* [TASK STATEMENT]: Please format every line of the records below as a Markdown table with two columns, Row and Record Text, skipping any blank lines.

* [RECORDS FOR THIS TASK]:
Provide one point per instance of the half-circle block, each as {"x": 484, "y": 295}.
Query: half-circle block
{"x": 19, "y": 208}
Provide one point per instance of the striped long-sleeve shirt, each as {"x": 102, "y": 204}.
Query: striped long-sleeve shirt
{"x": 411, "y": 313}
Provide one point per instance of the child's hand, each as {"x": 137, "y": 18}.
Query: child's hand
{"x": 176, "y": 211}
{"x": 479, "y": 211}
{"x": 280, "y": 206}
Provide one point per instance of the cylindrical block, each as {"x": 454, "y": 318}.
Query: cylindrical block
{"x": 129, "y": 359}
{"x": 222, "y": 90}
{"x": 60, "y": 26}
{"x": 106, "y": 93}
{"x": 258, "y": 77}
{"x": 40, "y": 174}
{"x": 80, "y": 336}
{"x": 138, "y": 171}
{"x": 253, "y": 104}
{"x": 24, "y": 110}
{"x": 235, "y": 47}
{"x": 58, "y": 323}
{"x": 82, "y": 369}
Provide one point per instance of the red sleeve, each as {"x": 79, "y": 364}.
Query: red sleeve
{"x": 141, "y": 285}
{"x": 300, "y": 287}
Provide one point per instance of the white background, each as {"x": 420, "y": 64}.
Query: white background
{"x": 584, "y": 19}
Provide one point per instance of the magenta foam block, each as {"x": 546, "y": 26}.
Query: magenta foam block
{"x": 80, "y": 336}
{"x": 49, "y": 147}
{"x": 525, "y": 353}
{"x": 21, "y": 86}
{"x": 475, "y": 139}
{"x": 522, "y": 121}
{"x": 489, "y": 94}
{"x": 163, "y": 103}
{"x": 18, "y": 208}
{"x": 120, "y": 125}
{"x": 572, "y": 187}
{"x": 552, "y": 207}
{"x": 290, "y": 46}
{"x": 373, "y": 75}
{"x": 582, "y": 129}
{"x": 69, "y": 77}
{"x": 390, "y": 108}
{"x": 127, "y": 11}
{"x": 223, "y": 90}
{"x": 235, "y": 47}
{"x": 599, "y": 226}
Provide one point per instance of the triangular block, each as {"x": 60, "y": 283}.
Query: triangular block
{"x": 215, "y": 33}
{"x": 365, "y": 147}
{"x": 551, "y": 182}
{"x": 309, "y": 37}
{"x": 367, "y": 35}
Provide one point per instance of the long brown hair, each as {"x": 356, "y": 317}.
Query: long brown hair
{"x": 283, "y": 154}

* [ANSWER FOR THE TASK]:
| Row | Record Text |
|---|---|
| 1 | Provide one point per instance of the half-circle block, each as {"x": 484, "y": 295}. |
| 2 | Query: half-circle block |
| 3 | {"x": 19, "y": 208} |
| 4 | Provide one point per instance of the striped long-sleeve shirt, each as {"x": 102, "y": 204}. |
| 5 | Query: striped long-sleeve shirt |
| 6 | {"x": 411, "y": 313} |
| 7 | Provide one point per instance of the child's hand, each as {"x": 137, "y": 18}. |
| 8 | Query: child's hand |
| 9 | {"x": 176, "y": 211} |
| 10 | {"x": 479, "y": 211} |
| 11 | {"x": 280, "y": 206} |
| 12 | Provide one point per instance of the cylindrical block, each as {"x": 454, "y": 318}. |
| 13 | Query: cylindrical block |
| 14 | {"x": 129, "y": 359} |
| 15 | {"x": 222, "y": 90} |
| 16 | {"x": 60, "y": 26} |
| 17 | {"x": 106, "y": 93} |
| 18 | {"x": 258, "y": 77} |
| 19 | {"x": 40, "y": 174} |
| 20 | {"x": 80, "y": 336} |
| 21 | {"x": 138, "y": 171} |
| 22 | {"x": 253, "y": 104} |
| 23 | {"x": 24, "y": 110} |
| 24 | {"x": 235, "y": 47} |
| 25 | {"x": 58, "y": 323} |
| 26 | {"x": 82, "y": 369} |
| 27 | Provide one point per instance of the red sleeve, each as {"x": 79, "y": 364}. |
| 28 | Query: red sleeve |
| 29 | {"x": 141, "y": 285} |
| 30 | {"x": 300, "y": 287} |
| 31 | Provide one point per instance of the white background, each as {"x": 420, "y": 64}. |
| 32 | Query: white background |
| 33 | {"x": 584, "y": 19} |
| 34 | Provide one point per instance of the magenta foam block, each as {"x": 546, "y": 26}. |
| 35 | Query: magenta foam block |
| 36 | {"x": 80, "y": 336} |
| 37 | {"x": 49, "y": 147} |
| 38 | {"x": 525, "y": 353} |
| 39 | {"x": 21, "y": 86} |
| 40 | {"x": 475, "y": 139} |
| 41 | {"x": 522, "y": 121} |
| 42 | {"x": 489, "y": 94} |
| 43 | {"x": 163, "y": 103} |
| 44 | {"x": 18, "y": 208} |
| 45 | {"x": 120, "y": 125} |
| 46 | {"x": 572, "y": 187} |
| 47 | {"x": 552, "y": 207} |
| 48 | {"x": 290, "y": 46} |
| 49 | {"x": 373, "y": 75} |
| 50 | {"x": 582, "y": 129} |
| 51 | {"x": 69, "y": 77} |
| 52 | {"x": 390, "y": 108} |
| 53 | {"x": 127, "y": 11} |
| 54 | {"x": 223, "y": 90} |
| 55 | {"x": 235, "y": 47} |
| 56 | {"x": 599, "y": 226} |
| 57 | Provide one point per instance of the triangular block, each as {"x": 60, "y": 283}. |
| 58 | Query: triangular block |
| 59 | {"x": 215, "y": 33} |
| 60 | {"x": 365, "y": 147} |
| 61 | {"x": 551, "y": 182} |
| 62 | {"x": 309, "y": 37} |
| 63 | {"x": 367, "y": 35} |
| 64 | Provide one point per instance of the long brown hair, each as {"x": 356, "y": 317}. |
| 65 | Query: long brown hair |
| 66 | {"x": 283, "y": 154} |